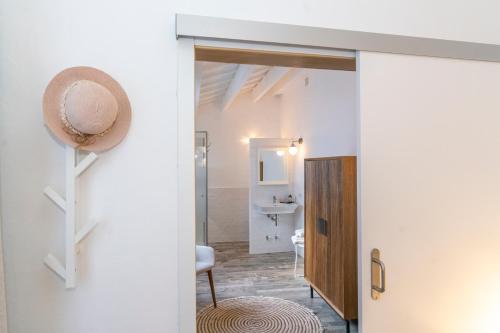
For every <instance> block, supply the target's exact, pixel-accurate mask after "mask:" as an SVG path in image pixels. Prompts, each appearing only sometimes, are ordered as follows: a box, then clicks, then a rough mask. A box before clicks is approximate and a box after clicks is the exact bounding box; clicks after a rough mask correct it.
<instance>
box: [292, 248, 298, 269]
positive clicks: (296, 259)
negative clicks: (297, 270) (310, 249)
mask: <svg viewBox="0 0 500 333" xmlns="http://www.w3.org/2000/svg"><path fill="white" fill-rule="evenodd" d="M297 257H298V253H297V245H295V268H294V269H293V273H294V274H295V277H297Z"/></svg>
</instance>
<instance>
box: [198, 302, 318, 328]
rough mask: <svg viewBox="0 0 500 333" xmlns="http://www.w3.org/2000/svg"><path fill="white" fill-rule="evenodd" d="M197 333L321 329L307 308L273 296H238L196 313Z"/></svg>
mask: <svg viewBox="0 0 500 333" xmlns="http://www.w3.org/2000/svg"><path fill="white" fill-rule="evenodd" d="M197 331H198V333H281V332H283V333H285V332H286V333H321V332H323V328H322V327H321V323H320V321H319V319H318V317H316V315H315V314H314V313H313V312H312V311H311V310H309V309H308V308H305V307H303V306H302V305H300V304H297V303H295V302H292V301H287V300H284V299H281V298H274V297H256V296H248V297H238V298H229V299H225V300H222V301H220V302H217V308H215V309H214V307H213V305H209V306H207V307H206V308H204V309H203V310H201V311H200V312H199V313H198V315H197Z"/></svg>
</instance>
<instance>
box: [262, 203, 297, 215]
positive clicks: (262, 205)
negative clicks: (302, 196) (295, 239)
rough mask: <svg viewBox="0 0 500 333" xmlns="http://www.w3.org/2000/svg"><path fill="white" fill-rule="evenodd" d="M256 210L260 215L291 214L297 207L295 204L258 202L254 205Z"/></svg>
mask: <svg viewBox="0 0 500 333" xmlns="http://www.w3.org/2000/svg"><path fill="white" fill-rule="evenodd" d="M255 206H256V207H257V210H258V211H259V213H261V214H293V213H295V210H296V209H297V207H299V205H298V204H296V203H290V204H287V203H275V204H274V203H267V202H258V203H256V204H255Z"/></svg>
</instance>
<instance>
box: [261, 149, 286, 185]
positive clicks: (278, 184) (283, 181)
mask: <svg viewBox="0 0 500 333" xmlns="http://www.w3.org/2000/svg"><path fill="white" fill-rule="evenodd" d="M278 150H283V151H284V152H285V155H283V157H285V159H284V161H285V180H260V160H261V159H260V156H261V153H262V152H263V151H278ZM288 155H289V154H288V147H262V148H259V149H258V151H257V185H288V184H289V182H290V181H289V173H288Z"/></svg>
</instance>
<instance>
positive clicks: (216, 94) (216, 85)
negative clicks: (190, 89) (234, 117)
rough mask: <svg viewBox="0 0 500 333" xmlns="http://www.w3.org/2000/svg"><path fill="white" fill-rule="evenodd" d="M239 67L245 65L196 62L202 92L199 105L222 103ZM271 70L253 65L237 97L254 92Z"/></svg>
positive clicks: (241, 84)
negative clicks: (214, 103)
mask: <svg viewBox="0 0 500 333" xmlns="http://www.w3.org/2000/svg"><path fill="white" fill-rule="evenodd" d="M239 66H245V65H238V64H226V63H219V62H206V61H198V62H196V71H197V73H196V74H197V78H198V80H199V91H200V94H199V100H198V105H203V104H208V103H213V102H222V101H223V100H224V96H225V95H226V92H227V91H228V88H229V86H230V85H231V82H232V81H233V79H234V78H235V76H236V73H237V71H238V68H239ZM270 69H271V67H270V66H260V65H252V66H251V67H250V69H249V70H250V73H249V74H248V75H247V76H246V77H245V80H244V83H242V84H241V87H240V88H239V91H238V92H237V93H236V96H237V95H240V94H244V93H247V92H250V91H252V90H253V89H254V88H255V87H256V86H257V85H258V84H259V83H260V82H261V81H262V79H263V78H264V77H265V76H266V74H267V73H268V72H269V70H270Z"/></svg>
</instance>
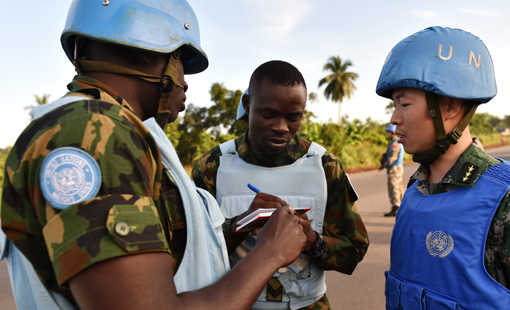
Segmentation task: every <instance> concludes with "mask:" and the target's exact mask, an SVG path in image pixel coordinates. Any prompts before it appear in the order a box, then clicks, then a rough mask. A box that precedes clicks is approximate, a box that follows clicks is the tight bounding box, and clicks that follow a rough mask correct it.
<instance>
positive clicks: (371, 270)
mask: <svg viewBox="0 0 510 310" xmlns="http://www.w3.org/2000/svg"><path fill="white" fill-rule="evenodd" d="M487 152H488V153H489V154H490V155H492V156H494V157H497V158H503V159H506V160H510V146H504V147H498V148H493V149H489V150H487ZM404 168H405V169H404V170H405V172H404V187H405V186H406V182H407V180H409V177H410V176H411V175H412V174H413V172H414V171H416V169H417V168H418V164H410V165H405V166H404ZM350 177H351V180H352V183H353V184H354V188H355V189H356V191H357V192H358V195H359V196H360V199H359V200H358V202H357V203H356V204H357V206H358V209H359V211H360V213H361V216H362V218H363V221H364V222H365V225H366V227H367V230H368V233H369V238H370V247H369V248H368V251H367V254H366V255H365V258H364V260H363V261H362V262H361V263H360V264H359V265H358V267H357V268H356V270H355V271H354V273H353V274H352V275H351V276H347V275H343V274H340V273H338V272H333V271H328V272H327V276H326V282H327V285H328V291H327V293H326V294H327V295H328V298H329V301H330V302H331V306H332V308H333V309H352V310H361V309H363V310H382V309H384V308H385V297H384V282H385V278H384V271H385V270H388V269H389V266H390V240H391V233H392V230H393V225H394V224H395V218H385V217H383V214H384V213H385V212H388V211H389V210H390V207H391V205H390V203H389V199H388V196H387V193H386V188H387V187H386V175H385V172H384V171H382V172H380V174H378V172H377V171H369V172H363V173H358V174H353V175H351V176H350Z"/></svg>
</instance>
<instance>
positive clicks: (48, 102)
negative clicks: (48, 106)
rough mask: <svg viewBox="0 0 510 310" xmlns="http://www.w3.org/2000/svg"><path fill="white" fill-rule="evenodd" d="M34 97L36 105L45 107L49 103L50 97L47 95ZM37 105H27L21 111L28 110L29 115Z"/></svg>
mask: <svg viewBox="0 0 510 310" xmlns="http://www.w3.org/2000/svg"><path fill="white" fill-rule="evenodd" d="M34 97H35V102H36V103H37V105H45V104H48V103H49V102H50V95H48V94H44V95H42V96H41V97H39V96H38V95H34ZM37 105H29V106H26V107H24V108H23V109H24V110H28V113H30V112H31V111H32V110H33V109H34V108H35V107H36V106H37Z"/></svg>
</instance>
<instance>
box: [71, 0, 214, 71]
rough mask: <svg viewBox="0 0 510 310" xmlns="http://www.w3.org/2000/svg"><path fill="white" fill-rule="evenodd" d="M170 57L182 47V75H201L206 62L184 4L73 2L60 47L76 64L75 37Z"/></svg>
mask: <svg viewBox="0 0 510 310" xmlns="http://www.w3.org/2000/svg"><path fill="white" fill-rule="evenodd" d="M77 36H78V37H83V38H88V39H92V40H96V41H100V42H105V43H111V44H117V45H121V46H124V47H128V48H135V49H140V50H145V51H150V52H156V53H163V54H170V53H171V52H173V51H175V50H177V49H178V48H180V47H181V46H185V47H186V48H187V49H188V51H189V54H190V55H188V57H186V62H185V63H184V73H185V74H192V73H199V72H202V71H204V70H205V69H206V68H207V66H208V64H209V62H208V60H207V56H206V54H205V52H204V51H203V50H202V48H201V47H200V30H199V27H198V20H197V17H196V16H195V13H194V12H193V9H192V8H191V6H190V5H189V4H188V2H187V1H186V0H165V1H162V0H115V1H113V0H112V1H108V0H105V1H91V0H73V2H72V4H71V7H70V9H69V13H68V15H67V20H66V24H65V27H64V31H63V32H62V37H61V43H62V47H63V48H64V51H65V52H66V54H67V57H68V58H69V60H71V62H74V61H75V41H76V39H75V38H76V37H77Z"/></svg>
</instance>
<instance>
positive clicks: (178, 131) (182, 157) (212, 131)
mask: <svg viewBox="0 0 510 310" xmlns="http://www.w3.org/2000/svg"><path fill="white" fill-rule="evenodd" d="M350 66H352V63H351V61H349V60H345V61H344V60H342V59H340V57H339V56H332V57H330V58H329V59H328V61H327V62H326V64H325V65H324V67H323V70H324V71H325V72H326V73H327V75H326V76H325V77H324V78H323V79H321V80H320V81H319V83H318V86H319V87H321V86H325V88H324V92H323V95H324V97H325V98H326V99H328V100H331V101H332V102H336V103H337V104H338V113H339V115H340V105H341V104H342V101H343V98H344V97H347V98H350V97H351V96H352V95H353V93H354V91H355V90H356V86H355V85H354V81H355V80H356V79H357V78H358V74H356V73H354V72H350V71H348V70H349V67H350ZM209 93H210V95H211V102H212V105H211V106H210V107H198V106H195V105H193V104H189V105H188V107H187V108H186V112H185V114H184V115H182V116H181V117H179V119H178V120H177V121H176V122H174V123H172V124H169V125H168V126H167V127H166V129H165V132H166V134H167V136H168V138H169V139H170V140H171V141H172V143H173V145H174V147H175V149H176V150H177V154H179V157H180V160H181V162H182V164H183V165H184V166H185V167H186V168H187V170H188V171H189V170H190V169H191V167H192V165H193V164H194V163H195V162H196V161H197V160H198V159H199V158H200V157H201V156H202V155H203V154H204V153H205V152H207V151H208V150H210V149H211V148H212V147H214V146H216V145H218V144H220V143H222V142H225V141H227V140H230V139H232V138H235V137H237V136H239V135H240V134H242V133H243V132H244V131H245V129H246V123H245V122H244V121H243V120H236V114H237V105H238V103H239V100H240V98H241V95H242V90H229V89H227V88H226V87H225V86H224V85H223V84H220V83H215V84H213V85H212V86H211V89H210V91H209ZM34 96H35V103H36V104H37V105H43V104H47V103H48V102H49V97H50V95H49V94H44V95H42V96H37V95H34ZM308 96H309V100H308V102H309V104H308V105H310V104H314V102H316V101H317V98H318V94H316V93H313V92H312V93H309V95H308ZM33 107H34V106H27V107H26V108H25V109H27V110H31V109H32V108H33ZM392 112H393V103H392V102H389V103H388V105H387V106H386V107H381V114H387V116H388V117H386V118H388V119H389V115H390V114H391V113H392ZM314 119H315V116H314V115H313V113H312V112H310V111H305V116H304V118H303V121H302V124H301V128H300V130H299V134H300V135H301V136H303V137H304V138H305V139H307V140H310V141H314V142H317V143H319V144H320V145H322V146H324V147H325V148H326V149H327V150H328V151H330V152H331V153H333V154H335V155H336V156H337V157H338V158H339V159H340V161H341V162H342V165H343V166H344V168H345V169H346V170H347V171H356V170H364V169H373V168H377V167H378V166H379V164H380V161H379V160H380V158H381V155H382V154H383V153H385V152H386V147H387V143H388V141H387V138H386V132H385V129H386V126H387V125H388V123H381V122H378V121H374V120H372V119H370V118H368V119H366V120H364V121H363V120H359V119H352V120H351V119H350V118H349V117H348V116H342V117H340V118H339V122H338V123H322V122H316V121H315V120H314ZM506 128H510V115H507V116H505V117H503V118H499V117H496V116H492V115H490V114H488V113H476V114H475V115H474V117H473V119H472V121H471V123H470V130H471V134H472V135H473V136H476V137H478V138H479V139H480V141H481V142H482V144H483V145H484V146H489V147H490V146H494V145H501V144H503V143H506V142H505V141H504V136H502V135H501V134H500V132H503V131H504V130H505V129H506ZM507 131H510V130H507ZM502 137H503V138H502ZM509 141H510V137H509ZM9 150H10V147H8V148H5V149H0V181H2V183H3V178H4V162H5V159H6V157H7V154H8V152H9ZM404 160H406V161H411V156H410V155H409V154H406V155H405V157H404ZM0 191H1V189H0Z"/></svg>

────────

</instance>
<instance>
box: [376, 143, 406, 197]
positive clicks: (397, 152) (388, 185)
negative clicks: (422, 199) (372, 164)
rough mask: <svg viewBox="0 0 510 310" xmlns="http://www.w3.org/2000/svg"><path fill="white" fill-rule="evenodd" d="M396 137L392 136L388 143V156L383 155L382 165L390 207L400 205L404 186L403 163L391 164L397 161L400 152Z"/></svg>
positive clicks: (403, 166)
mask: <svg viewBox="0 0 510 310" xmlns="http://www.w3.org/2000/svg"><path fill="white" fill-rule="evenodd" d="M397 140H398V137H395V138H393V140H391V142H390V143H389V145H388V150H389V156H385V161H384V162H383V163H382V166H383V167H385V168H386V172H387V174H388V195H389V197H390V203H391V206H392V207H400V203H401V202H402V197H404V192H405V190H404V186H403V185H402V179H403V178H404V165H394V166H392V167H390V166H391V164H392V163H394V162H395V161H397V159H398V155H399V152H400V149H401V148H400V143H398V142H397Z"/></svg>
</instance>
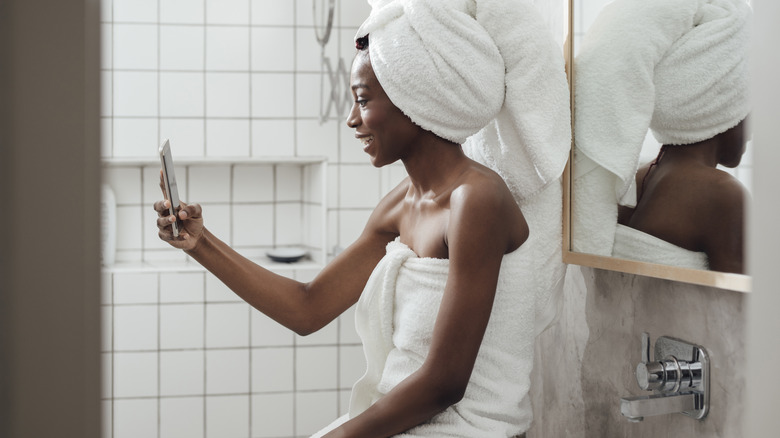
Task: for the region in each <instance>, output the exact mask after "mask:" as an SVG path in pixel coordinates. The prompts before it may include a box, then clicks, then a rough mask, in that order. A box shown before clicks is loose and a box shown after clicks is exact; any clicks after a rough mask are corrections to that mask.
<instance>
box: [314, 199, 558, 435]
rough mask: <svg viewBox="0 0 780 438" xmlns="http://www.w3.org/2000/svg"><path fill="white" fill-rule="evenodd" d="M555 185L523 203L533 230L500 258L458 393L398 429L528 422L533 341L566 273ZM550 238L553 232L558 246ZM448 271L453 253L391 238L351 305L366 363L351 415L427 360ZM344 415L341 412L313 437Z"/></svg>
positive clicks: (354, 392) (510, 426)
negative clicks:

────────

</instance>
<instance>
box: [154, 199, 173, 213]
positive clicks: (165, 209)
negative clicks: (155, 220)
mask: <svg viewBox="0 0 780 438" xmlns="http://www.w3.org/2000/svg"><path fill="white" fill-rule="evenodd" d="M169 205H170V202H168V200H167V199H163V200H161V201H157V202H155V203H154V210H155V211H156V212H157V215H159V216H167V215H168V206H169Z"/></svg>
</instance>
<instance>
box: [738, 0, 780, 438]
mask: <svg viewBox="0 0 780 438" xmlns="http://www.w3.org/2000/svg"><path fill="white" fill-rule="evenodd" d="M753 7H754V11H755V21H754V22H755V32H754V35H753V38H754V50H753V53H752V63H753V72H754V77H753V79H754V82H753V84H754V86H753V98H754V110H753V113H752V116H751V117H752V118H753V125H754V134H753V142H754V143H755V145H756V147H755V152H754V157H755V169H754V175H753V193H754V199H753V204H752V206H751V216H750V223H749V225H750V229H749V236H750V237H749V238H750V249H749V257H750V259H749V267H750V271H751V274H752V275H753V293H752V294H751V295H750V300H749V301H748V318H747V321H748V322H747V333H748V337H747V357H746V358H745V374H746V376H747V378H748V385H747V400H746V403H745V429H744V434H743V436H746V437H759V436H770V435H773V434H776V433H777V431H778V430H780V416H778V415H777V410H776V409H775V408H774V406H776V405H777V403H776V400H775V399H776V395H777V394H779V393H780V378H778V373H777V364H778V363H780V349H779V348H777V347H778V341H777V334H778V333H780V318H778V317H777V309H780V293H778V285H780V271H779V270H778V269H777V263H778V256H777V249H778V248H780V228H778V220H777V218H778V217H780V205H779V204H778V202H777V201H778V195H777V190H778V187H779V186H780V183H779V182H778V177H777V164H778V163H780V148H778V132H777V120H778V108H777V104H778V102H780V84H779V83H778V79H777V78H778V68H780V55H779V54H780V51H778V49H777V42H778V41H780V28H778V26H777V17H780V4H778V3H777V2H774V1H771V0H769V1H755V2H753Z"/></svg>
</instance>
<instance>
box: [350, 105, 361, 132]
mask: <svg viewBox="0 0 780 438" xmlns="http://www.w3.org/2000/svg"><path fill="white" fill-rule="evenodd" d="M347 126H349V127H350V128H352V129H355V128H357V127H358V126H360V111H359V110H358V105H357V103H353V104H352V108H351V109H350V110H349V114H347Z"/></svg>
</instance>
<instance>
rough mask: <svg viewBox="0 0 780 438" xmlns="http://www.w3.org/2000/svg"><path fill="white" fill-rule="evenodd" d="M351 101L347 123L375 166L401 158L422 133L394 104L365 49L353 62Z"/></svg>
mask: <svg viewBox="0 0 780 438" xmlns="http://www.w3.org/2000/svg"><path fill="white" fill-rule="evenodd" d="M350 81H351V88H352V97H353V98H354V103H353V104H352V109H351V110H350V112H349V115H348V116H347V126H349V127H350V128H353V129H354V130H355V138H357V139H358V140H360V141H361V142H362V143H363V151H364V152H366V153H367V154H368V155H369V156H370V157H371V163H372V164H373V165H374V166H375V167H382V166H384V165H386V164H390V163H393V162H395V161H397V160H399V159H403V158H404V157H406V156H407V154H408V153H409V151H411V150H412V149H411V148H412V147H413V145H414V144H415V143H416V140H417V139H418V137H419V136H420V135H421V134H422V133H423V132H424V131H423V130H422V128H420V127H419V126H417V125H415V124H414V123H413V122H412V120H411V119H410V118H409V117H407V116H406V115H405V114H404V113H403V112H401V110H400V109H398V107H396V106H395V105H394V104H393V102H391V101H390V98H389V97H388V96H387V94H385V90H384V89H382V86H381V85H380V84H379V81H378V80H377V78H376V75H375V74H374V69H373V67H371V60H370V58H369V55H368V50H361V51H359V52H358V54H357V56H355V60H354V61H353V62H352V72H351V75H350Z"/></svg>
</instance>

────────

## TASK TO COMPLETE
Write down how many lines in the data contain "target". Add nothing else.

## ANSWER TO THIS PROBLEM
2